Task A: Write out the passage on Burma's economy between "Now Burma is" and "anachronistic political structure.", inclusive.
Task B:
Answer these questions using the passage on Burma's economy:
(i) Within what range does Burma's debt-service ratio fall?
(ii) How does the official exchange rate compare with the black-market rate?
(iii) Besides liberalization, what else will the government that emerges require?
Task C:
Decide whether each statement agrees with the passage on Burma's economy. Answer yes or no, and quote the words that settle it.
(i) Burma's industrial production is substantial.
(ii) The Burma Socialist Program Party has recognized a need for change.
(iii) Burma was once a world leader in rice exports.

Quoted text:
Now Burma is bankrupt. Bereft of foreign exchange, its debt-service ratio is between 77% and 90%, its industrial production is minuscule, its official exchange rate is one-seventh the black-market rate. The state requires smuggling to provide for its populace. Once a world leader in rice exports, Burma has been suffering shortages, extraordinarily high prices and rice riots. Inflation is extensive.

The present political crisis has roots as deep in a troubled economy as in an anachronistic political structure.

Whatever government emerges from the maelstrom of demonstrations and killings that has engulfed urban Burma must institute the liberalization of the present system into a more economically rational one that will draw on the full resources of the state. It will also require considerable foreign assistance. Even the Burma Socialist Program Party has recognized this need for change. All opposition groups also have called for such changes.

Dataset rows:
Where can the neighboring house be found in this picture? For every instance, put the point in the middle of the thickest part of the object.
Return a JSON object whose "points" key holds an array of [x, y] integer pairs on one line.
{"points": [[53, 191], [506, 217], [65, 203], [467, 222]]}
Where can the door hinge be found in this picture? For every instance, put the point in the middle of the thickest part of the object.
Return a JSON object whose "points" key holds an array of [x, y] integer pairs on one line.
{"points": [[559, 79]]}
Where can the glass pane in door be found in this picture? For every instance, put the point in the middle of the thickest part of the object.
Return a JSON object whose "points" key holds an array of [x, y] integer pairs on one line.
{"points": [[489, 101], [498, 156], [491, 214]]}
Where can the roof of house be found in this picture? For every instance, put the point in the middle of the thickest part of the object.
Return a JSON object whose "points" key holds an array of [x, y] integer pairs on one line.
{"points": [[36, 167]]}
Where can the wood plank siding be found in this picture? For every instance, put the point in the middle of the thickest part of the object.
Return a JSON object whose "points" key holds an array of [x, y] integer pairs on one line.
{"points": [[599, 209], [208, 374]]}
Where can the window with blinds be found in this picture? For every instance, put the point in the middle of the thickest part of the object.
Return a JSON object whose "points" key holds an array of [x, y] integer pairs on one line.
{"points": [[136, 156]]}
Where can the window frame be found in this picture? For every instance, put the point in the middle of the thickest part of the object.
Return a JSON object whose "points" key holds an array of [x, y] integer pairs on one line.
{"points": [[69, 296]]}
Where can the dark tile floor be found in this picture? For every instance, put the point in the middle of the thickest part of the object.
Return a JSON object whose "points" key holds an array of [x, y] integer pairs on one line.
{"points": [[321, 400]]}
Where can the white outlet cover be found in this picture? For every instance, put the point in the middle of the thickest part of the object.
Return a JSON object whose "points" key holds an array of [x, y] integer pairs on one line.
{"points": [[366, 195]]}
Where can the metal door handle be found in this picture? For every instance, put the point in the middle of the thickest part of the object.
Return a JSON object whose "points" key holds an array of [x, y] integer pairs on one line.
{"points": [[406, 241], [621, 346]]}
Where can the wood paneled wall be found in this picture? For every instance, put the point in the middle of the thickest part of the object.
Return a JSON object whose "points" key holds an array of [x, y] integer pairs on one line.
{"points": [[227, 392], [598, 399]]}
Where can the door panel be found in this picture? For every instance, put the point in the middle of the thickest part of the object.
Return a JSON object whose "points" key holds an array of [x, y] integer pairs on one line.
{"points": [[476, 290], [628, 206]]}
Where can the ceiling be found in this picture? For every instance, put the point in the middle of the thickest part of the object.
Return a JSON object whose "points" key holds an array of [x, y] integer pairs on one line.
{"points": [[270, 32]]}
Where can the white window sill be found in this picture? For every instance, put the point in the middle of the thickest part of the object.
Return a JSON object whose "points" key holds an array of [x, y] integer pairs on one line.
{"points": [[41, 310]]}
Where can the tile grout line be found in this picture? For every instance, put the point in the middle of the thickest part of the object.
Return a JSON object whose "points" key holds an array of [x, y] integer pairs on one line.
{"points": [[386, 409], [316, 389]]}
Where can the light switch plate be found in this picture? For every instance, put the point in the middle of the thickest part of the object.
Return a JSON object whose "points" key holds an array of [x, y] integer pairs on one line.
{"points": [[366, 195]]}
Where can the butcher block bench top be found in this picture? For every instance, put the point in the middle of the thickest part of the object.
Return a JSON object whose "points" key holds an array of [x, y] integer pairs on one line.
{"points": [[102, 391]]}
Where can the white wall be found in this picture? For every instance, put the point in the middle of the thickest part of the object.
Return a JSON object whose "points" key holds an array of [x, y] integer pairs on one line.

Correct response A:
Now Burma is bankrupt. Bereft of foreign exchange, its debt-service ratio is between 77% and 90%, its industrial production is minuscule, its official exchange rate is one-seventh the black-market rate. The state requires smuggling to provide for its populace. Once a world leader in rice exports, Burma has been suffering shortages, extraordinarily high prices and rice riots. Inflation is extensive.

The present political crisis has roots as deep in a troubled economy as in an anachronistic political structure.

Correct response B:
(i) Between 77% and 90%.
(ii) It is one-seventh the black-market rate.
(iii) Considerable foreign assistance.

Correct response C:
(i) No: "its industrial production is minuscule"
(ii) Yes: "Even the Burma Socialist Program Party has recognized this need for change."
(iii) Yes: "Once a world leader in rice exports"